* _Short exercise_:
Please display, in full, every line of the records below that contains the word "white".

* _Task material_:
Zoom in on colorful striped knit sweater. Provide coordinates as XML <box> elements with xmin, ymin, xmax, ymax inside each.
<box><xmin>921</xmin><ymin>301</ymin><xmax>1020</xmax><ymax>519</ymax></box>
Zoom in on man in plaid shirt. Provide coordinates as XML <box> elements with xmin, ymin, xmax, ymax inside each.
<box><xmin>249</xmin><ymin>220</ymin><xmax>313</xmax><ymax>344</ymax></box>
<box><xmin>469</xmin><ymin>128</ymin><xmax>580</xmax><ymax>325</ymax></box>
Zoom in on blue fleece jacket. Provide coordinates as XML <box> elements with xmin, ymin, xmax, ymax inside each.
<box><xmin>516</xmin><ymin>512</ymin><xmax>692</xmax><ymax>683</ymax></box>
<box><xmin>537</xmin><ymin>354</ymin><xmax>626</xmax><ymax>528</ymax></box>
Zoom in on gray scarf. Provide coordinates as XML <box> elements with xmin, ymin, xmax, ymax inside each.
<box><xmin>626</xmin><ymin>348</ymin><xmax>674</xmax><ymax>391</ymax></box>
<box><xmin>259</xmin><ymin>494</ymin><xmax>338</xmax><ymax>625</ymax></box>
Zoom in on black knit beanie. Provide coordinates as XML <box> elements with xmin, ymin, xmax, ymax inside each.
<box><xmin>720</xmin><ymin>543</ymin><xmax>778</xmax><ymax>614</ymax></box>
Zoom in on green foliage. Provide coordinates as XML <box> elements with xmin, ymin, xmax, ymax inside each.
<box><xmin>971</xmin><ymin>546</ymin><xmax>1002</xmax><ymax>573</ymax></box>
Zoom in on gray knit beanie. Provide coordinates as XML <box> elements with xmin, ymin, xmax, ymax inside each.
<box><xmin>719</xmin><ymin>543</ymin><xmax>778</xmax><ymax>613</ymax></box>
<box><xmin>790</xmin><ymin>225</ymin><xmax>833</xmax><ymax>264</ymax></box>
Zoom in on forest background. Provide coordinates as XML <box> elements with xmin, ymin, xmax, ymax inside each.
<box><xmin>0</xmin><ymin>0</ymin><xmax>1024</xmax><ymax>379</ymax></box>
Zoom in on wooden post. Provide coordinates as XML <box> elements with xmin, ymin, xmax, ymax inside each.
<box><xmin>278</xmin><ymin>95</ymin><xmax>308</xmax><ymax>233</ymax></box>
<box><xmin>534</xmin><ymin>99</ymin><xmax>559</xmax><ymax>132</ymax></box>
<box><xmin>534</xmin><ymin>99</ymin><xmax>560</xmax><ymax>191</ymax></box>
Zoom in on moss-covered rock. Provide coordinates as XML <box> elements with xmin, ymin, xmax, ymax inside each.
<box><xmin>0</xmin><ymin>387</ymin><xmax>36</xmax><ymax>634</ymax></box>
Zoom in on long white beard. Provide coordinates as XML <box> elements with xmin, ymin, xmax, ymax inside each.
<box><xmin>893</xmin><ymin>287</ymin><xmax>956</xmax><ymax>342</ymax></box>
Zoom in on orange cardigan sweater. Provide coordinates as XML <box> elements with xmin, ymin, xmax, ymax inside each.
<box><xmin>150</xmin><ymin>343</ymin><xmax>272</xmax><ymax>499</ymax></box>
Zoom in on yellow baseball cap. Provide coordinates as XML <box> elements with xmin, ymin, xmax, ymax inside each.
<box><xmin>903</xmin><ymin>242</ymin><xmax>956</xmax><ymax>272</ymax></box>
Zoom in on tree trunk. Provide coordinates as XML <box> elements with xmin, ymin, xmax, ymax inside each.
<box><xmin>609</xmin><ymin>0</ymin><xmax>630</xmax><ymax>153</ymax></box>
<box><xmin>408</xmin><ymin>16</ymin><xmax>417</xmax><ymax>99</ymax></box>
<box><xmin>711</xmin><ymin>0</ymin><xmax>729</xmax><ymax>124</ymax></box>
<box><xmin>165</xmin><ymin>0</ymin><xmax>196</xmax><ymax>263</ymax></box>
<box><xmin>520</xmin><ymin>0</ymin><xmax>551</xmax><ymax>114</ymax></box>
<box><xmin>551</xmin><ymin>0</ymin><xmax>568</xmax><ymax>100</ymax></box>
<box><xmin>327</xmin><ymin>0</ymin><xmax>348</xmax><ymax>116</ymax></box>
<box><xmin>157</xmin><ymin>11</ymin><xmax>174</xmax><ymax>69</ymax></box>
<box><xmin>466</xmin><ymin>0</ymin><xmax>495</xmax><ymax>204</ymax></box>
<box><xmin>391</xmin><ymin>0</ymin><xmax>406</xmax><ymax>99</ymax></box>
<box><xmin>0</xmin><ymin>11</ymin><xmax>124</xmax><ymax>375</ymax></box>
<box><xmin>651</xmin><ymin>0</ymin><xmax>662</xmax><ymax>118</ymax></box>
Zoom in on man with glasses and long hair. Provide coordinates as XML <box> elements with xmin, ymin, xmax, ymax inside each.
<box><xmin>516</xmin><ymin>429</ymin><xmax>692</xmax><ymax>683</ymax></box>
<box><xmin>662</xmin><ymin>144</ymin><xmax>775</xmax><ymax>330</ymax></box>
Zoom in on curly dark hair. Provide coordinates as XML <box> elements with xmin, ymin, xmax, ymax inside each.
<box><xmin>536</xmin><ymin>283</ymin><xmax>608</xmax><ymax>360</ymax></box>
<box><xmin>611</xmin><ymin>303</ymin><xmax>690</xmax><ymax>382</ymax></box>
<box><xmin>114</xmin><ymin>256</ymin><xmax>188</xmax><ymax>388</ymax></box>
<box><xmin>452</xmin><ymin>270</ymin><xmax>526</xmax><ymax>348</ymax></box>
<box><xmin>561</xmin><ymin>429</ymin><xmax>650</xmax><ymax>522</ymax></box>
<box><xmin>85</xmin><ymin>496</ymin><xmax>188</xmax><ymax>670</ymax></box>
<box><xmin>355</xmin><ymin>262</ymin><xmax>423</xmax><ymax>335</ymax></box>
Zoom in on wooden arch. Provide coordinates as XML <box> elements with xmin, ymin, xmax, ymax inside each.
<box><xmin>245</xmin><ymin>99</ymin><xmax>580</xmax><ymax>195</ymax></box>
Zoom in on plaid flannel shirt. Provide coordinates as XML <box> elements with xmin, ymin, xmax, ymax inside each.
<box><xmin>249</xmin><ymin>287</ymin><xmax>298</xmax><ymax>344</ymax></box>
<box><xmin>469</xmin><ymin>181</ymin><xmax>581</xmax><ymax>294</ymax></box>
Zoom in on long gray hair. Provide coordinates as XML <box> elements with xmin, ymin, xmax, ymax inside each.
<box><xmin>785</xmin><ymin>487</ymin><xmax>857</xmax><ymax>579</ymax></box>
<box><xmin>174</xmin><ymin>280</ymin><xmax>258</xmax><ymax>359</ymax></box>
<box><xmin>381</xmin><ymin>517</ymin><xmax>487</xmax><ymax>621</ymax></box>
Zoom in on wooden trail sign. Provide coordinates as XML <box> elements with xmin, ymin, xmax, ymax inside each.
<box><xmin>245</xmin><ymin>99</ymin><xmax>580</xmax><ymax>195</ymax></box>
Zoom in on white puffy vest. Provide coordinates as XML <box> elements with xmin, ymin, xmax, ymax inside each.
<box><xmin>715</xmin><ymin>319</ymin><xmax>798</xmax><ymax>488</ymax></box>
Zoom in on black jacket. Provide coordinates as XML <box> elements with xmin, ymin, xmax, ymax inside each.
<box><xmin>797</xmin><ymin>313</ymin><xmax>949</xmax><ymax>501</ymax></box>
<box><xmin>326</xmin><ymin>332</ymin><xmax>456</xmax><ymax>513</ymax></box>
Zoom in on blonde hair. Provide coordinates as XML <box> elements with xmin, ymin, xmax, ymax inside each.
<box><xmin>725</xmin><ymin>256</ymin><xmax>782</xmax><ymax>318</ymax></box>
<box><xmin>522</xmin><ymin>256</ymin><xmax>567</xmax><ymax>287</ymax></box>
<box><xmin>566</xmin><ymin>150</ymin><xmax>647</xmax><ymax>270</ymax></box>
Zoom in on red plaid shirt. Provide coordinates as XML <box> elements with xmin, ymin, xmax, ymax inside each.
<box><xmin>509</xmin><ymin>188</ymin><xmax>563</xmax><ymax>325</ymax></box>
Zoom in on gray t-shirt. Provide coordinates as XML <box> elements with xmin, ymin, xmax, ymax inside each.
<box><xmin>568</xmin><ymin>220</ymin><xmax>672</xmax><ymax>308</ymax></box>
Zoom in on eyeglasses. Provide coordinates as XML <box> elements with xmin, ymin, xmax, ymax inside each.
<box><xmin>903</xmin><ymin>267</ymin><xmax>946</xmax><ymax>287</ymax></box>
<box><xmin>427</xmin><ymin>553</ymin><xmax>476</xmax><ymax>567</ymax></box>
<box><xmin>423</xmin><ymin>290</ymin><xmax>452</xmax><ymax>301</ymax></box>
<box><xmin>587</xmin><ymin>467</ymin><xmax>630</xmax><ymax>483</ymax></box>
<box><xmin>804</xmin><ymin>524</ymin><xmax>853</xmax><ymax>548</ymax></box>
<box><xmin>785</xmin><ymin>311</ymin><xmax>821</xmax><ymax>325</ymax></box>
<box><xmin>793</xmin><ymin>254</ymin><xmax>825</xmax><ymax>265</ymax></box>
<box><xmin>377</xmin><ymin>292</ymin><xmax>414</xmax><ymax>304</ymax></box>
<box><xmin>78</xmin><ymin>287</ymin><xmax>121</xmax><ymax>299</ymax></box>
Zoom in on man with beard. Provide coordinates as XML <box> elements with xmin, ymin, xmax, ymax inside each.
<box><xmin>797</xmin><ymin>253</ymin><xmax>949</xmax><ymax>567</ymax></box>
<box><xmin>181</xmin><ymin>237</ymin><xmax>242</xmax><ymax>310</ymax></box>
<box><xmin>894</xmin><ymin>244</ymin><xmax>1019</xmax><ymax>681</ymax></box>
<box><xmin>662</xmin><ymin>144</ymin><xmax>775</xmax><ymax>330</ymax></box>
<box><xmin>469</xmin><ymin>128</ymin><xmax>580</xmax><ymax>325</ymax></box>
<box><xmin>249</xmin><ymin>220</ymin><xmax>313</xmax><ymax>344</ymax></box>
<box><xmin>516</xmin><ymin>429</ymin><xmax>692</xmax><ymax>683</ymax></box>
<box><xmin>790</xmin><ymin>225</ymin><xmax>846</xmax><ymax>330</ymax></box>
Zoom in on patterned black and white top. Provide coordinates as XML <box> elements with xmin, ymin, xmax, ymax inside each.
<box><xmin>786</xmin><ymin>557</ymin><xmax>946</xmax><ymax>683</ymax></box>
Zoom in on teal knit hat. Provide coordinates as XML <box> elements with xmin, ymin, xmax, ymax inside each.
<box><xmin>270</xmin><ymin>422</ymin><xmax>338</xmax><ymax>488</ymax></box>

* _Problem solution_:
Zoom in on long white beard. Provide coordinates as XML <box> elements with xmin, ymin, xmax, ymax inside each.
Zoom in on white puffy vest. Provide coordinates as XML <box> elements with xmin, ymin, xmax, ymax inside each.
Zoom in on patterned black and white top. Provide coordinates as XML <box> elements with xmin, ymin, xmax, ymax inside each.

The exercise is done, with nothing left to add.